• [WHAT TO WORK ON]: The required output consists solely of the lines from the line containing "the soccer cleat" through the end of the records, copied exactly.

BEGIN SUPPLIED DATA

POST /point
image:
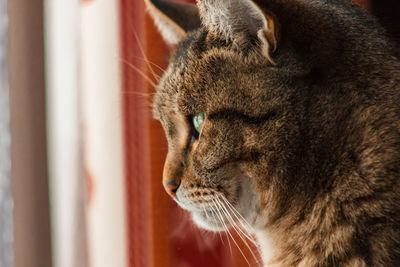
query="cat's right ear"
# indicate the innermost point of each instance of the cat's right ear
(173, 19)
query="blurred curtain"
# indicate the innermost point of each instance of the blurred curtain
(6, 255)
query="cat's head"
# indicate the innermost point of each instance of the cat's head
(212, 103)
(231, 106)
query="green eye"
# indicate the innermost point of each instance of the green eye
(198, 120)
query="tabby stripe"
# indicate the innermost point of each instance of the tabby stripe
(231, 114)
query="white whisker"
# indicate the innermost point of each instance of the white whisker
(234, 241)
(144, 54)
(239, 231)
(140, 72)
(222, 222)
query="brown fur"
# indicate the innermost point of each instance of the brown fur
(312, 144)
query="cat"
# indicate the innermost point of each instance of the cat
(283, 117)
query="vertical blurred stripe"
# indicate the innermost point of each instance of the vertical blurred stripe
(136, 118)
(6, 203)
(31, 228)
(63, 113)
(102, 134)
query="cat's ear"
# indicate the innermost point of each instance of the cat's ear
(173, 19)
(240, 21)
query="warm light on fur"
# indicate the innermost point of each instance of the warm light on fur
(300, 146)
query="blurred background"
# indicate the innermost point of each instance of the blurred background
(80, 156)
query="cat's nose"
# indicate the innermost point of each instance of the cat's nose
(171, 187)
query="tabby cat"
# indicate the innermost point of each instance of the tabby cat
(283, 117)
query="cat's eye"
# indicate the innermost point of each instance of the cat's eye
(198, 120)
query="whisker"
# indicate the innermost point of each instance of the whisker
(143, 53)
(223, 224)
(243, 220)
(150, 62)
(140, 72)
(239, 228)
(208, 217)
(234, 241)
(240, 233)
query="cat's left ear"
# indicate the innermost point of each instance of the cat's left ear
(240, 21)
(173, 19)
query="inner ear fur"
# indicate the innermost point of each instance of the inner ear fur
(173, 19)
(239, 21)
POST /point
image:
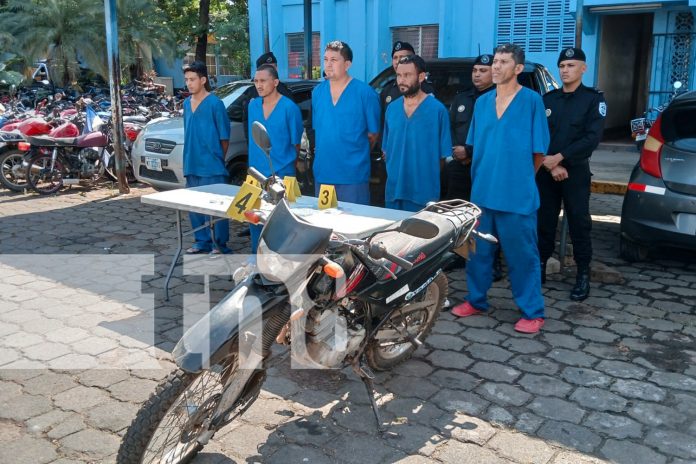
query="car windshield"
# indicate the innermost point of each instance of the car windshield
(229, 93)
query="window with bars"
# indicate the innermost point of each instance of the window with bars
(425, 39)
(538, 26)
(296, 55)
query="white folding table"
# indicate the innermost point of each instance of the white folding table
(349, 219)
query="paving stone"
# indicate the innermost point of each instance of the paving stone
(446, 342)
(488, 352)
(562, 341)
(626, 451)
(621, 369)
(528, 423)
(495, 371)
(640, 390)
(521, 448)
(91, 442)
(450, 359)
(672, 380)
(656, 415)
(466, 453)
(598, 399)
(80, 398)
(573, 436)
(544, 385)
(461, 401)
(615, 426)
(534, 364)
(455, 380)
(503, 394)
(556, 409)
(27, 450)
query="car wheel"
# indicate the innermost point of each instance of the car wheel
(631, 251)
(237, 170)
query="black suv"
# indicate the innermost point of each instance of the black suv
(449, 76)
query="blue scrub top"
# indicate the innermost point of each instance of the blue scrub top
(203, 131)
(414, 147)
(342, 147)
(502, 168)
(284, 126)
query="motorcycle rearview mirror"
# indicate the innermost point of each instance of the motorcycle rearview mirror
(261, 138)
(417, 227)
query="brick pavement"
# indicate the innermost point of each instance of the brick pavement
(612, 379)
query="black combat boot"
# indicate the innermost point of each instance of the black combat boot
(582, 284)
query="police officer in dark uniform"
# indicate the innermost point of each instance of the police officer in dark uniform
(461, 112)
(575, 114)
(391, 91)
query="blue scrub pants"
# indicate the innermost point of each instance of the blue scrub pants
(222, 228)
(403, 205)
(352, 193)
(517, 234)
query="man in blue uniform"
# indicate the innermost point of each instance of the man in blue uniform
(345, 118)
(576, 122)
(206, 138)
(509, 135)
(416, 140)
(282, 119)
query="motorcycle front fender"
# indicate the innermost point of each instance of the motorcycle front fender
(210, 339)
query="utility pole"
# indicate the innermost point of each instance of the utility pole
(308, 38)
(115, 88)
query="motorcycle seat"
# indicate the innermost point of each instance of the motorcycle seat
(44, 141)
(410, 247)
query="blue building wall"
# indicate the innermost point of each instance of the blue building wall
(465, 27)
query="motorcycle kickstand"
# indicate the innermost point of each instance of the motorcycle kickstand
(366, 375)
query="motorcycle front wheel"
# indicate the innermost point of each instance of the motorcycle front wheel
(45, 175)
(392, 344)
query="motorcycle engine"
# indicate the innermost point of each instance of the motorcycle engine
(90, 160)
(329, 339)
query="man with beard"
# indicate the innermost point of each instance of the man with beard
(416, 140)
(509, 135)
(283, 120)
(345, 118)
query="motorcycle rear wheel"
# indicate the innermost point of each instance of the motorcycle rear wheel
(43, 179)
(12, 174)
(417, 318)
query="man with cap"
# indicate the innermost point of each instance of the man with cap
(416, 140)
(391, 91)
(458, 170)
(576, 115)
(345, 118)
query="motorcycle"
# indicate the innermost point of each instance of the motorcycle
(336, 301)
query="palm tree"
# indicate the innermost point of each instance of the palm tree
(60, 31)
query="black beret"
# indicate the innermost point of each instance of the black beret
(571, 54)
(485, 60)
(399, 45)
(266, 58)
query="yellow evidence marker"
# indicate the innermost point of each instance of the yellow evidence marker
(327, 197)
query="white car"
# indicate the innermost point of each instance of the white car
(158, 152)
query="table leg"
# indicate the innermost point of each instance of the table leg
(180, 246)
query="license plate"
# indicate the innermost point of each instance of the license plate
(153, 164)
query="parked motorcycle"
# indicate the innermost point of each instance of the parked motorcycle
(337, 301)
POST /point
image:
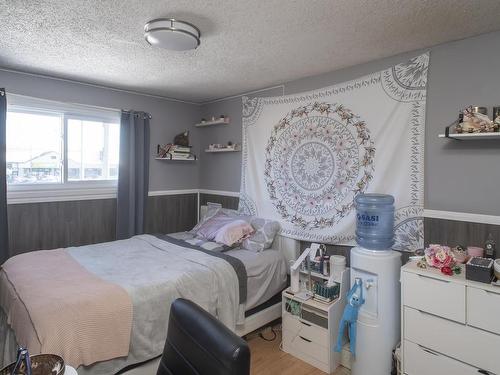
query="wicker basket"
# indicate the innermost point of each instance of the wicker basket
(41, 364)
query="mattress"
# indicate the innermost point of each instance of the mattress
(266, 274)
(266, 271)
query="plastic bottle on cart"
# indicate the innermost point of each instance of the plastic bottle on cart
(375, 221)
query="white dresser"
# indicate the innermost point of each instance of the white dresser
(449, 325)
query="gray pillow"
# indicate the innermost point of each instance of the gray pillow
(262, 239)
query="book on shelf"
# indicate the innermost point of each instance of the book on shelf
(162, 151)
(173, 156)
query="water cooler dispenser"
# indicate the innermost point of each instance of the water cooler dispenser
(373, 261)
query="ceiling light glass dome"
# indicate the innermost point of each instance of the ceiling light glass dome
(172, 34)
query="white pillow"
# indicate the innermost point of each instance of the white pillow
(262, 239)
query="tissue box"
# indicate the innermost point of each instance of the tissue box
(479, 269)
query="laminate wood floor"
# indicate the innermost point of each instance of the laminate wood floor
(268, 359)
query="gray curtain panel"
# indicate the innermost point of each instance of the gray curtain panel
(4, 230)
(133, 177)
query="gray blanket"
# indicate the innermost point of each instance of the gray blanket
(238, 266)
(154, 273)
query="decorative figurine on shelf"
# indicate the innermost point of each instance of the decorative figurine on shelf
(490, 248)
(441, 257)
(476, 122)
(182, 139)
(350, 316)
(460, 254)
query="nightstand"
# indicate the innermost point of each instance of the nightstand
(310, 327)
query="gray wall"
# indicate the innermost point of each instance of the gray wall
(459, 176)
(169, 119)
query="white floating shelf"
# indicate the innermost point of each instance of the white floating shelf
(187, 159)
(220, 121)
(471, 136)
(223, 150)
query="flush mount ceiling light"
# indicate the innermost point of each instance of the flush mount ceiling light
(172, 34)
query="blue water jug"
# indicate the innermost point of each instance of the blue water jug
(375, 221)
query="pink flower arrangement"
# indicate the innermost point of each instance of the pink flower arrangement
(440, 257)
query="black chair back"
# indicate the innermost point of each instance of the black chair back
(198, 344)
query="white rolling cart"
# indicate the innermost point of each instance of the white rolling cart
(310, 327)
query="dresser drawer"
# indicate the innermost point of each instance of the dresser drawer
(419, 360)
(302, 347)
(299, 327)
(473, 346)
(483, 309)
(436, 296)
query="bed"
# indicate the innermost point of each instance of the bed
(239, 287)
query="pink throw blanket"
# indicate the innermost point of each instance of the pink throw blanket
(56, 306)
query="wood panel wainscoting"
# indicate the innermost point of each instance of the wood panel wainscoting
(51, 225)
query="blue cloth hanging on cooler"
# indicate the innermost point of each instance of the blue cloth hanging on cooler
(350, 316)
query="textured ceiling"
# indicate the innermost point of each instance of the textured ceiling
(245, 45)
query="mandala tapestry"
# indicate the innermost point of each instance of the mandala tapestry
(306, 156)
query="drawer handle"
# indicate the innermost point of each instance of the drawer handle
(429, 351)
(493, 293)
(434, 279)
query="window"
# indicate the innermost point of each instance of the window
(61, 146)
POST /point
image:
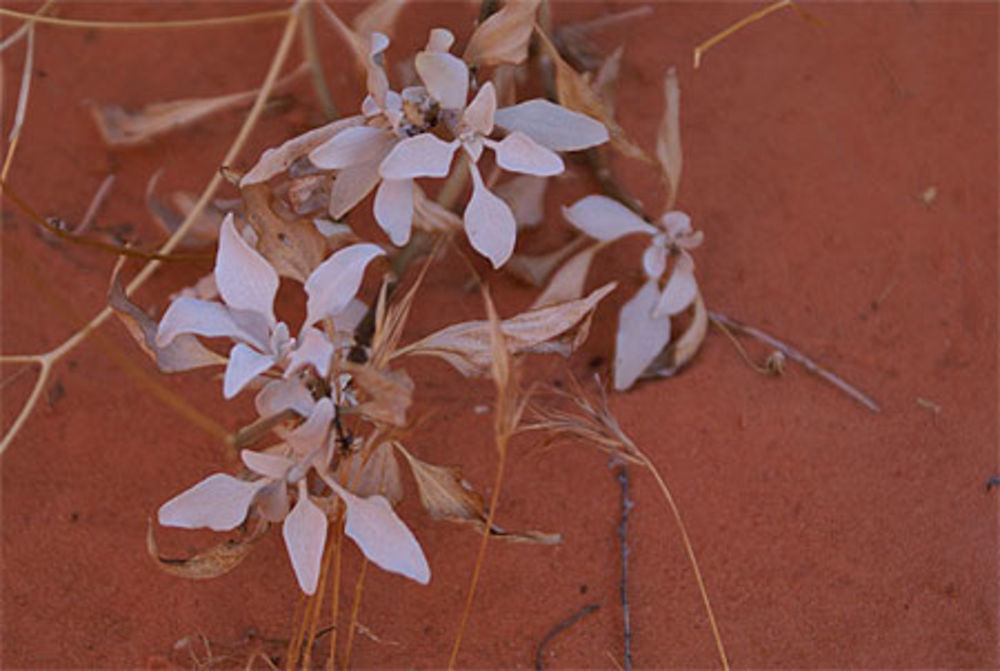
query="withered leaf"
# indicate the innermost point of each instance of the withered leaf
(680, 352)
(123, 128)
(447, 496)
(575, 93)
(567, 283)
(183, 353)
(278, 159)
(376, 474)
(388, 393)
(558, 328)
(213, 562)
(504, 37)
(668, 138)
(294, 248)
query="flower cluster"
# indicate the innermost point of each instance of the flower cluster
(247, 285)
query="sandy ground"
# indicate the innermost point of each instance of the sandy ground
(829, 536)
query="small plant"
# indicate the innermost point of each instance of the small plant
(452, 153)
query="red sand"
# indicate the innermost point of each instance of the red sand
(828, 536)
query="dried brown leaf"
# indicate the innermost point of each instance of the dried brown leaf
(375, 472)
(575, 93)
(558, 328)
(668, 138)
(389, 393)
(183, 353)
(294, 248)
(504, 37)
(213, 562)
(447, 496)
(278, 159)
(567, 283)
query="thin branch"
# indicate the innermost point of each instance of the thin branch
(739, 25)
(798, 357)
(146, 25)
(46, 359)
(558, 629)
(310, 52)
(623, 586)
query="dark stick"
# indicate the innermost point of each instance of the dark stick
(623, 585)
(558, 629)
(798, 357)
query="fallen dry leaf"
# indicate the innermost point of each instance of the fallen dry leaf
(447, 496)
(558, 328)
(567, 283)
(503, 38)
(374, 473)
(575, 93)
(183, 353)
(294, 248)
(123, 128)
(213, 562)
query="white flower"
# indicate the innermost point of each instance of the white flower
(222, 502)
(247, 285)
(395, 146)
(644, 322)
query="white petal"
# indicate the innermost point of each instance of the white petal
(304, 532)
(313, 350)
(654, 261)
(335, 281)
(350, 147)
(552, 125)
(478, 116)
(440, 40)
(640, 335)
(273, 466)
(219, 502)
(422, 155)
(446, 77)
(350, 186)
(394, 209)
(278, 395)
(489, 223)
(245, 279)
(245, 363)
(605, 219)
(192, 315)
(311, 435)
(680, 291)
(519, 153)
(382, 537)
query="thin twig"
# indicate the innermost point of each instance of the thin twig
(310, 52)
(47, 359)
(798, 357)
(146, 25)
(627, 504)
(558, 629)
(739, 25)
(95, 204)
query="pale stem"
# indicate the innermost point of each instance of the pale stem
(47, 359)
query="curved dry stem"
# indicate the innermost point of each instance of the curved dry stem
(48, 358)
(152, 25)
(690, 553)
(480, 558)
(355, 609)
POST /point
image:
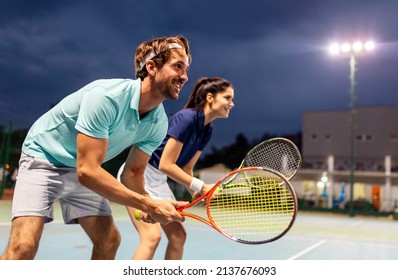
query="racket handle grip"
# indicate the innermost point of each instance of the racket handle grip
(137, 215)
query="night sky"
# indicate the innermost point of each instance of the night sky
(275, 52)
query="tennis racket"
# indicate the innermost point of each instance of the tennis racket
(251, 205)
(279, 154)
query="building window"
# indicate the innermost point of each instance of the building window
(328, 137)
(394, 137)
(313, 136)
(364, 138)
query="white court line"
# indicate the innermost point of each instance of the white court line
(356, 224)
(307, 250)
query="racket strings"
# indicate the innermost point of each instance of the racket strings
(278, 155)
(253, 208)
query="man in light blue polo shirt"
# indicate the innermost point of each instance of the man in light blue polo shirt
(64, 150)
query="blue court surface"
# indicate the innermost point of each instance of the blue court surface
(314, 236)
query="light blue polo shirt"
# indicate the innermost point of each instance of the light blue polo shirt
(102, 109)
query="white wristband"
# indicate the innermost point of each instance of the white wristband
(196, 185)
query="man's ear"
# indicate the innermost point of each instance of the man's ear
(151, 67)
(209, 98)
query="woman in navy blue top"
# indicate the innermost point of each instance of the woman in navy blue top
(189, 131)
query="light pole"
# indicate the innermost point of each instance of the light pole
(352, 51)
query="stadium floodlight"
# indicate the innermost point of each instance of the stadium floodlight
(352, 51)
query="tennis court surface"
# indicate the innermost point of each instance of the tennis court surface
(313, 236)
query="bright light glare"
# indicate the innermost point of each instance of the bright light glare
(334, 49)
(345, 47)
(369, 45)
(357, 46)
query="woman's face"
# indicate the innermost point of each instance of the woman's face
(222, 103)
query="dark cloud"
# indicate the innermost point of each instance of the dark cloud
(274, 52)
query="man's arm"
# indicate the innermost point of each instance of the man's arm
(90, 155)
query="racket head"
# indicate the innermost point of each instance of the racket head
(279, 154)
(252, 205)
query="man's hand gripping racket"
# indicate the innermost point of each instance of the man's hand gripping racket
(251, 205)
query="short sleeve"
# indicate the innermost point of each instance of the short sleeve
(181, 125)
(97, 113)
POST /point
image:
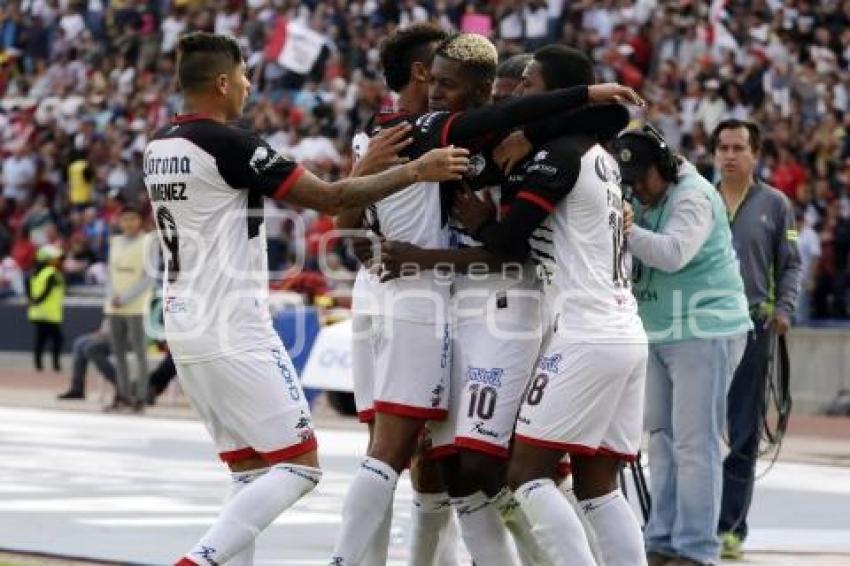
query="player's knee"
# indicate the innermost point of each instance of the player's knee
(595, 481)
(308, 476)
(247, 464)
(519, 474)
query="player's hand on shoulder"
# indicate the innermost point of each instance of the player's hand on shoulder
(397, 258)
(613, 92)
(628, 218)
(511, 151)
(443, 164)
(383, 151)
(471, 211)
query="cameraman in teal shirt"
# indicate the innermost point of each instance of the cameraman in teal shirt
(692, 303)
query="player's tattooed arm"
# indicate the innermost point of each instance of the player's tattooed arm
(401, 258)
(445, 164)
(604, 121)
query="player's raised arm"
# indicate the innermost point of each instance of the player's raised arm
(374, 156)
(445, 164)
(514, 112)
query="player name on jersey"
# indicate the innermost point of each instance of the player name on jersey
(168, 191)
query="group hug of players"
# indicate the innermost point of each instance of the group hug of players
(495, 331)
(496, 340)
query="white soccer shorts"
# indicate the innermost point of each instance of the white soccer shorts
(412, 363)
(252, 405)
(493, 357)
(586, 399)
(363, 366)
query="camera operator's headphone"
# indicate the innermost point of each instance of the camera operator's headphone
(665, 159)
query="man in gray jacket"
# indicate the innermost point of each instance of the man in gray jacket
(765, 239)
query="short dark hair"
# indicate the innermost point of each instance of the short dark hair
(132, 208)
(564, 67)
(513, 67)
(407, 46)
(202, 56)
(734, 124)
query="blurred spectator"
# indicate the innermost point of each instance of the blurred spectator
(93, 347)
(46, 296)
(810, 252)
(18, 174)
(85, 84)
(126, 305)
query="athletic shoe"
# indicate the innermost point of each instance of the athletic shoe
(71, 394)
(731, 547)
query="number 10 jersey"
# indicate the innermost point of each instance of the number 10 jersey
(582, 259)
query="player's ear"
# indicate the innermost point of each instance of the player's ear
(483, 92)
(419, 72)
(222, 83)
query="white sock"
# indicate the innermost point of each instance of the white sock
(253, 509)
(555, 524)
(239, 481)
(369, 496)
(376, 552)
(618, 535)
(430, 514)
(449, 539)
(530, 553)
(482, 530)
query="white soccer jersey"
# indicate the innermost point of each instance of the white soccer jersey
(206, 181)
(580, 249)
(414, 215)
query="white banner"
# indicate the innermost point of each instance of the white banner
(301, 49)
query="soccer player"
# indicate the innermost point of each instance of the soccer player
(206, 181)
(412, 334)
(509, 76)
(586, 395)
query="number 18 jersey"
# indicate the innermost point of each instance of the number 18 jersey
(206, 182)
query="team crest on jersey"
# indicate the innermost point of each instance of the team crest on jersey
(550, 363)
(606, 170)
(477, 163)
(425, 121)
(262, 159)
(484, 375)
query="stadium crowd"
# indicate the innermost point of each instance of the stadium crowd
(85, 83)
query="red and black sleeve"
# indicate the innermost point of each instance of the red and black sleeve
(550, 175)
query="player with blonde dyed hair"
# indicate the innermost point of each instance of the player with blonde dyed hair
(412, 336)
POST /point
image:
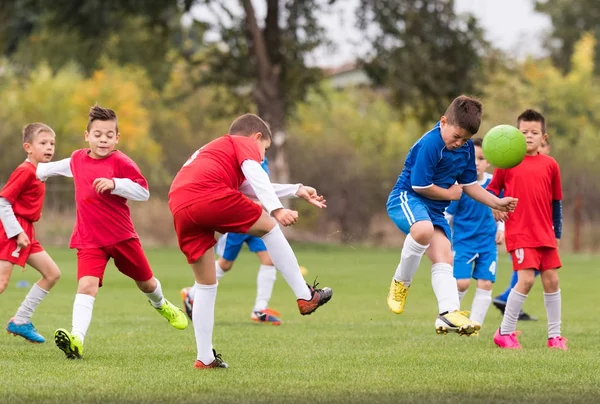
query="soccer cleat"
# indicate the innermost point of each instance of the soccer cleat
(217, 363)
(266, 316)
(456, 321)
(499, 304)
(26, 331)
(173, 314)
(71, 345)
(507, 341)
(526, 317)
(188, 302)
(318, 298)
(397, 296)
(558, 343)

END SUPPLIED DATA

• [OUTPUT FOR THIS TASK]:
# indicate the innermost point of each instance of the soccer cleat
(217, 363)
(266, 316)
(456, 321)
(499, 304)
(26, 331)
(173, 314)
(71, 345)
(507, 341)
(526, 317)
(188, 302)
(318, 298)
(397, 296)
(558, 343)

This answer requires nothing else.